Former President Donald Trump’s criminal trial in New York City finally heard testimony from his lawyer-fixer Michael Cohen, who worked with the National Enquirer editor David Pecker to capture and kill the Stormy Daniels sexual encounter story. Cohen’s testimony is critical for the prosecution’s case
By Kenneth Tiven
The Donald Trump trial concerns the business fraud committed by the former US president and his executives in frenetic efforts to keep adult film star Stormy Daniels from telling her story about a one-night liaison with Trump back in 2006. All of this transpired in 2016, shortly before the presidential election when audio of Trump bragging about how he treats women became public. His lawyer-fixer Michael Cohen had a long history as Trump’s enforcer and worked with the National Enquirer editor David Pecker to capture and kill the Daniels story. But, when the weekly magazine wouldn’t put up the $1,30,000 she wanted, Cohen testified that Trump ordered him to make her go away. Cohen used his own money ultimately negotiating the repayment while talking with Trump in the Oval Office at the White House.
Cohen told this story to Congress in 2019 and was convicted of federal election law violations, spending 18 months of a three-year sentence in jail before supervised release. He told this trial that he was in “The Trump Cult”. It was a power trip until he realized that it cost him his freedom and nearly cost him his family. He and Trump haven’t talked in several years.
The prosecution is using Cohen to explain Trump’s involvement, how their behaviour was synchronized and how comfortable they were together. Each believed that anything they did was justified. The prosecution, having initially laid out all the paperwork involved, will probably ask the jury in their summation: “Are you for the boss who had sex with a porn star and ordered a cover-up? Or for the lawyer who was his acolyte and did the actual payoff?
★ ★ ★ ★ ★ ★ ★
Given task A: According to the trial article, how much time did Cohen spend in jail?
Given task B: In one to three sentences, explain why the trial article says the prosecution is putting Cohen on the stand.
Answer using only the trial article.

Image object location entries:
★ ★ ★ ★ ★ ★ ★
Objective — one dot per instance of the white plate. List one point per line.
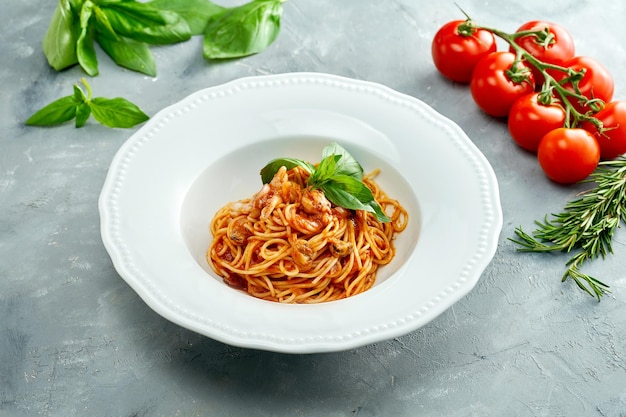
(167, 181)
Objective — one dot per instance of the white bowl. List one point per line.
(168, 180)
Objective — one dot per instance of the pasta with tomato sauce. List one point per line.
(288, 243)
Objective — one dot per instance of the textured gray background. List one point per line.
(75, 340)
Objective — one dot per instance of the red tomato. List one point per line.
(596, 83)
(613, 118)
(568, 155)
(529, 121)
(555, 46)
(455, 52)
(492, 88)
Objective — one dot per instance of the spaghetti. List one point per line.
(289, 244)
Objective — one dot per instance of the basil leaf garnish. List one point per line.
(338, 175)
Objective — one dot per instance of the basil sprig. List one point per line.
(338, 175)
(243, 30)
(115, 112)
(124, 29)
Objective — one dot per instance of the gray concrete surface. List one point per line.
(75, 340)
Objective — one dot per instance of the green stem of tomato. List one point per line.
(551, 85)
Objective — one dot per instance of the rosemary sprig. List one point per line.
★ ★ ★ ★ ★ ★ ★
Written reply A: He spent 18 months of a three-year sentence in jail before supervised release.

Written reply B: The prosecution is using Cohen to explain Trump's involvement. He also shows how their behavior was synchronized and how comfortable the two were together.